#### [Material for this exercise]

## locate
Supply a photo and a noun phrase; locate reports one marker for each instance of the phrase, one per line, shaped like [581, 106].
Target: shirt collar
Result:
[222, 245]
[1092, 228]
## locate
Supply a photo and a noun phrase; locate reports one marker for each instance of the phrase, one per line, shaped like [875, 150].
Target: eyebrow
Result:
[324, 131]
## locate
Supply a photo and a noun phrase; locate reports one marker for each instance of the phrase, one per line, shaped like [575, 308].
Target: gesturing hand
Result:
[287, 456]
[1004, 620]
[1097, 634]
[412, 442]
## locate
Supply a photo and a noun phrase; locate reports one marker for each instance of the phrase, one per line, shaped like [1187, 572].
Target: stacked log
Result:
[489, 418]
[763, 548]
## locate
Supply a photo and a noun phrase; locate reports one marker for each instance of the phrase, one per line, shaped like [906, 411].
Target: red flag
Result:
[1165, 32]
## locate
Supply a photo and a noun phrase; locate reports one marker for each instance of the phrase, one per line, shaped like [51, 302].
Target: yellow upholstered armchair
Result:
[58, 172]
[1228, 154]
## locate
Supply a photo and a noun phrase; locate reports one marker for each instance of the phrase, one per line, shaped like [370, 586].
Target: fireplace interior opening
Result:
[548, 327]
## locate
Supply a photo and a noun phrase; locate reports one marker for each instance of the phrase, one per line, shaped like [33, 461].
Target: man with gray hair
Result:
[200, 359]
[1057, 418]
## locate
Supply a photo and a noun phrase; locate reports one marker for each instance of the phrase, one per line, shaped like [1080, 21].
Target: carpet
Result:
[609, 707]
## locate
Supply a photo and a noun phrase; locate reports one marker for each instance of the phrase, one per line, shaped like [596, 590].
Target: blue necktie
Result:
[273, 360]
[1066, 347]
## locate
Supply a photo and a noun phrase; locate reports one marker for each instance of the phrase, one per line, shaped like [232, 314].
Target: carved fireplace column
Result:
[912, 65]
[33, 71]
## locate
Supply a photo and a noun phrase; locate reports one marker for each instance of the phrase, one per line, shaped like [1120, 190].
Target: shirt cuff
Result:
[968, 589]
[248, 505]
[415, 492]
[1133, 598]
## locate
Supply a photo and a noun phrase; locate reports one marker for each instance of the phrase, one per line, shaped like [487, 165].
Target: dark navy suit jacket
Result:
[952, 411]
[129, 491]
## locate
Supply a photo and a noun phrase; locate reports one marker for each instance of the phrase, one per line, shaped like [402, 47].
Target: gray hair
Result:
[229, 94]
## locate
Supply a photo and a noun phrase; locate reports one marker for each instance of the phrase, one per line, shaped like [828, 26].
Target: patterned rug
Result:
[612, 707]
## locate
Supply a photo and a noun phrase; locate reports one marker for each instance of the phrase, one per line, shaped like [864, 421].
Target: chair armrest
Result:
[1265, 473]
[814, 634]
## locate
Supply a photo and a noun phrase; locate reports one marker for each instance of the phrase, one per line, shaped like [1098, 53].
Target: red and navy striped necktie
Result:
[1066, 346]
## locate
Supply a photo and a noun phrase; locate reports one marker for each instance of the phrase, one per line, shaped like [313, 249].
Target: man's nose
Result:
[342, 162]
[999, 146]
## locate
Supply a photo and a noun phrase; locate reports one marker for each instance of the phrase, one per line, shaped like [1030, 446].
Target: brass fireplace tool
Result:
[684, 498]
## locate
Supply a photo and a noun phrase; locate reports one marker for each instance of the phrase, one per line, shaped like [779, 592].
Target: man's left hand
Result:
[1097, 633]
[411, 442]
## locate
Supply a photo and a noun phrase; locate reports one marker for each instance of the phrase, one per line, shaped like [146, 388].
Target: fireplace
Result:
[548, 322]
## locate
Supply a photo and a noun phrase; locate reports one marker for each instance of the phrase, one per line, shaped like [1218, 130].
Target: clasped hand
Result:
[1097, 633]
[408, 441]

#### [Set exercise]
Rewrite the items from the first line through the line containing "[1057, 418]", swapping "Target" for "Query" and leaving everything else unchanged.

#### [Output of the task]
## locate
Supply a photo and a noun phrase; locate reports one marker for each instance of the phrase, one per line, shaped like [581, 106].
Query: shirt collar
Result:
[222, 245]
[1092, 228]
## locate
Supply a photo and a noun phrase; locate reports one marker for each instance of the phrase, one per line, shaped like [875, 150].
Query: eyebrow
Result:
[324, 131]
## locate
Supply a photo and a noun phrase; locate reports one marker for each instance of the phrase, one per line, shaped like [575, 308].
Query: gesturing hand
Result:
[287, 456]
[1004, 620]
[1097, 634]
[412, 442]
## locate
Supply a photo and a noun phrase; locate reports one marker for each instance of the phrase, one per line, shaped like [1187, 572].
Query: stacked log
Result:
[489, 418]
[763, 548]
## locate
Supply a photo and a noun phrase; locate reports one marker for each instance of the phrase, one per line, shaped like [906, 411].
Query: red flag
Result:
[1165, 32]
## locate
Supply a photo and a noun phrase; locate reports one marker for each instance of the phrase, one per line, shaped like [51, 302].
Query: yellow upholstered armchair
Result:
[58, 172]
[1228, 154]
## locate
Supply a photo and a noun phrase; locate reports one marker for each instance of the phrase, one per line, shaped like [370, 586].
Query: fireplace interior opening
Result:
[548, 327]
## locate
Supply a photo and a noun phrase; locate reports one marker for each instance of the phrase, one per line, shaped like [33, 461].
Query: man with gray hair
Result:
[200, 359]
[1057, 418]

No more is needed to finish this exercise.